##### RECORDS PROVIDED #####

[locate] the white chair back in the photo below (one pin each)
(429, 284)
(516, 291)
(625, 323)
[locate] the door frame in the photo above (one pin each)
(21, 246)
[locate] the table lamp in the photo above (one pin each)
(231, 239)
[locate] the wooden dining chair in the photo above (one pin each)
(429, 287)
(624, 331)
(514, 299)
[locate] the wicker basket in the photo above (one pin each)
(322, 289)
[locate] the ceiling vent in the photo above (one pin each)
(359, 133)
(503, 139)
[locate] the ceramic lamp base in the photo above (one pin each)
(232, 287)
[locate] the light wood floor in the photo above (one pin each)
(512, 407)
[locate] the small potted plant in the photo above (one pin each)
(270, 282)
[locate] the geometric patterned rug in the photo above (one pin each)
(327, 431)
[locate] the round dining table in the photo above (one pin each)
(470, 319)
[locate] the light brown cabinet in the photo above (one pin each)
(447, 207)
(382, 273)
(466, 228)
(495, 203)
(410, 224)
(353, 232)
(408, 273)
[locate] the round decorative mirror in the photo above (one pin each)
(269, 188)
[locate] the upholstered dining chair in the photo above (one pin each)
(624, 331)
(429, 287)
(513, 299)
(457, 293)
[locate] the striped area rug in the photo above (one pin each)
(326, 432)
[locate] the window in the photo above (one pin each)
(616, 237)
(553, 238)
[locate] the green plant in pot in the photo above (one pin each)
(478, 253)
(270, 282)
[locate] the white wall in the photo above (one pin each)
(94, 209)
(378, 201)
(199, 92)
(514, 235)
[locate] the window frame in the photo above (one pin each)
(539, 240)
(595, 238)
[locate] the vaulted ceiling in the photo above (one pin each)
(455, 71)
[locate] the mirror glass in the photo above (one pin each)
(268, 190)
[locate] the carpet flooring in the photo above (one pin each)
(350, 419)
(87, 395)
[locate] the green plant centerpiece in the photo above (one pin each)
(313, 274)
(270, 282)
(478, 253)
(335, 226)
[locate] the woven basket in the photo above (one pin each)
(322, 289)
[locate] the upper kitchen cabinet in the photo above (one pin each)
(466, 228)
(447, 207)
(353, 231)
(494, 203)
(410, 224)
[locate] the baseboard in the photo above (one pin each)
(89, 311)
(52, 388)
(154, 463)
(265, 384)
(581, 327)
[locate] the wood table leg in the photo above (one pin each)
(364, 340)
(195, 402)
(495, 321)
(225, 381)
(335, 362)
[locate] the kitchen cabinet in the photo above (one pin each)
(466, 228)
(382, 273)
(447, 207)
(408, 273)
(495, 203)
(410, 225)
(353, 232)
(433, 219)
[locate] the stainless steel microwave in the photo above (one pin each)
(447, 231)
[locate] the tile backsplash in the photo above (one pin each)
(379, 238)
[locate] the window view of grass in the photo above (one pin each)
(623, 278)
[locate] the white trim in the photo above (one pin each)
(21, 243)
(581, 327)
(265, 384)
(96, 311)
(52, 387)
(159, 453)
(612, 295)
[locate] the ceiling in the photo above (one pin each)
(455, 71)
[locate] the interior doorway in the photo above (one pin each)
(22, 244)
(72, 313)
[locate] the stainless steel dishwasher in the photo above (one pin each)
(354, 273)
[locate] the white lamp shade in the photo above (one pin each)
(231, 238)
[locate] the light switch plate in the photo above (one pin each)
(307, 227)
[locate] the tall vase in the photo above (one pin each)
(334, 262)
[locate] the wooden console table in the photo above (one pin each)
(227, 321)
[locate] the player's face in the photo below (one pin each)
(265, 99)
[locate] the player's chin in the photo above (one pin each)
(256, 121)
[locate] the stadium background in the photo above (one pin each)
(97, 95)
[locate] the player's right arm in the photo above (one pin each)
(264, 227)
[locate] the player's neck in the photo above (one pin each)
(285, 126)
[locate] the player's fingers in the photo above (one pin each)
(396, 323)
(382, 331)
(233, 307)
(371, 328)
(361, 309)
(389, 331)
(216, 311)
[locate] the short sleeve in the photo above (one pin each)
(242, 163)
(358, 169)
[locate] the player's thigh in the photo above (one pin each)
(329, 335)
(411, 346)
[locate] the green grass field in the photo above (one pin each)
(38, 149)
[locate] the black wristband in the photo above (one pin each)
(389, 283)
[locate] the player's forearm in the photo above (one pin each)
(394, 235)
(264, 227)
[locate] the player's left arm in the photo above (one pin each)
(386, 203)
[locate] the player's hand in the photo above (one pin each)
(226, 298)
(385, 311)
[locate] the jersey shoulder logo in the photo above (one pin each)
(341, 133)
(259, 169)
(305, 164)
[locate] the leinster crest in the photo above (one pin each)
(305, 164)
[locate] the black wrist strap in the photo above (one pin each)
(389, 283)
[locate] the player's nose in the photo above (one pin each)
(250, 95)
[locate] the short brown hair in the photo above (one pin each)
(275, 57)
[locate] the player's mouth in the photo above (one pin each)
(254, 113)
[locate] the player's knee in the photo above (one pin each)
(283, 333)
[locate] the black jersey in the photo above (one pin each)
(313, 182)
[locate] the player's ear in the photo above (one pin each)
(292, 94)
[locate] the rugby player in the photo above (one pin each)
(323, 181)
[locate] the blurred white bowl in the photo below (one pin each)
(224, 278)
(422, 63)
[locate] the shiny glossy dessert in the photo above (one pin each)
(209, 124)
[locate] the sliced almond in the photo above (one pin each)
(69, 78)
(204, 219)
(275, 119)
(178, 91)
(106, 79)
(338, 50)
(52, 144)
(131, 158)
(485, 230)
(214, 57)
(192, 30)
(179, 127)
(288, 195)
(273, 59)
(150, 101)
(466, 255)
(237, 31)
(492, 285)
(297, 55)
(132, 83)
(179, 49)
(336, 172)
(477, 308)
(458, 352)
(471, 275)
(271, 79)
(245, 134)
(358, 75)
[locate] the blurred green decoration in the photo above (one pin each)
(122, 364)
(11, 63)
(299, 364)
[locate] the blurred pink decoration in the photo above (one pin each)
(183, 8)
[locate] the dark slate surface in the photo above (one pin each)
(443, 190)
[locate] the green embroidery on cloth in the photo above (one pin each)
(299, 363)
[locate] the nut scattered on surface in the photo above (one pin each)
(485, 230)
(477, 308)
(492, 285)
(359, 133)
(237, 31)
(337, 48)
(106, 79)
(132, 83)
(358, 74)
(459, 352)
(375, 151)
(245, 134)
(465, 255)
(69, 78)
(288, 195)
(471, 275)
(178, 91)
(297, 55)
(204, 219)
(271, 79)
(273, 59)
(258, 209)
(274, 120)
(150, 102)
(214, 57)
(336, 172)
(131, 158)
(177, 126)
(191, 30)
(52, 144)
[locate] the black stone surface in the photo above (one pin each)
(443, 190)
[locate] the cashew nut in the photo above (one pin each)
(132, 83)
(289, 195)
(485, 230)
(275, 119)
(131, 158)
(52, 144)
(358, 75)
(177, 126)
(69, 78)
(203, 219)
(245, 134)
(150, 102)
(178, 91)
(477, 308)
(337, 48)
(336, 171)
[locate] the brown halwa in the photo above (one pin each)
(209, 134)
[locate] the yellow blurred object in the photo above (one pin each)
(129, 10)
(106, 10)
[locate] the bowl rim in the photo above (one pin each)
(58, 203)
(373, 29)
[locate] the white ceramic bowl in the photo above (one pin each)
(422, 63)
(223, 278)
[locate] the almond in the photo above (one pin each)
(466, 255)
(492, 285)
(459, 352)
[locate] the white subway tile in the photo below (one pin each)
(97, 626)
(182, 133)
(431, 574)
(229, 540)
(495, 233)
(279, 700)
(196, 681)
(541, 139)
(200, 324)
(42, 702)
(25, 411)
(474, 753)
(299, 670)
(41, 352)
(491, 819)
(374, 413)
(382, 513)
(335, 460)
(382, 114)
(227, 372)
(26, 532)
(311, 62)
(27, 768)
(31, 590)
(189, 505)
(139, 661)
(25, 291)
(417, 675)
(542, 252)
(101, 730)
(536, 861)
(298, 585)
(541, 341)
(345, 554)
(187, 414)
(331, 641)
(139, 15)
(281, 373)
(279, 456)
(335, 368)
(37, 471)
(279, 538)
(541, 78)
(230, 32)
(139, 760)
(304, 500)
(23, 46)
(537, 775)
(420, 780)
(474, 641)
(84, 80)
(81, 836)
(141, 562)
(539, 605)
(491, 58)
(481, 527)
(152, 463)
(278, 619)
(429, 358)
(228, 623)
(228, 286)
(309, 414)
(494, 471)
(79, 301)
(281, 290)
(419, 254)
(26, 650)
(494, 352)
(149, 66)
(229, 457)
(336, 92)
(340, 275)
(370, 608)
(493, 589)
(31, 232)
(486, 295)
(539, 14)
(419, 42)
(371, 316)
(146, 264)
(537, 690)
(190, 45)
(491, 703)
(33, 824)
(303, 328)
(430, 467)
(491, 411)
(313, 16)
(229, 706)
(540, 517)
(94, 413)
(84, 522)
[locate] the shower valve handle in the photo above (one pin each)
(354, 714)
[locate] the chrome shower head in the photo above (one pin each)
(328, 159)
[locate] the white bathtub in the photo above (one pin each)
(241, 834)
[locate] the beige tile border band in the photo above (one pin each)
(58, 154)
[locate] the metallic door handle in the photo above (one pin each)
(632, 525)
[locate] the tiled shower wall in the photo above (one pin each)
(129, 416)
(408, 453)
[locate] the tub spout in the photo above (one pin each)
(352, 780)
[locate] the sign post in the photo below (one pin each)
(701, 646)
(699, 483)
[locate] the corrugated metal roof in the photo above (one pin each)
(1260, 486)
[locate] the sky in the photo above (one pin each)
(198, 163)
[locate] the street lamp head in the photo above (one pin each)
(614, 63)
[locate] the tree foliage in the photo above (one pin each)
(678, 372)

#####

AIM OF THE EXERCISE:
After locating the line containing "[locate] the tiled", write out that line and all remaining lines of the records exactly, with nothing added.

EXERCISE SOLUTION:
[locate] the tiled shower wall in the photo above (one pin each)
(129, 416)
(408, 453)
[locate] the tub spout in the photo above (one pin each)
(352, 780)
[locate] the sign post in the photo below (one pin each)
(701, 646)
(699, 483)
[locate] the corrugated metal roof in the photo above (one pin each)
(1260, 486)
[locate] the sky in the photo above (one pin each)
(198, 163)
[locate] the street lamp head in the photo above (one pin each)
(614, 63)
[locate] the tree foliage in the photo above (one pin each)
(678, 372)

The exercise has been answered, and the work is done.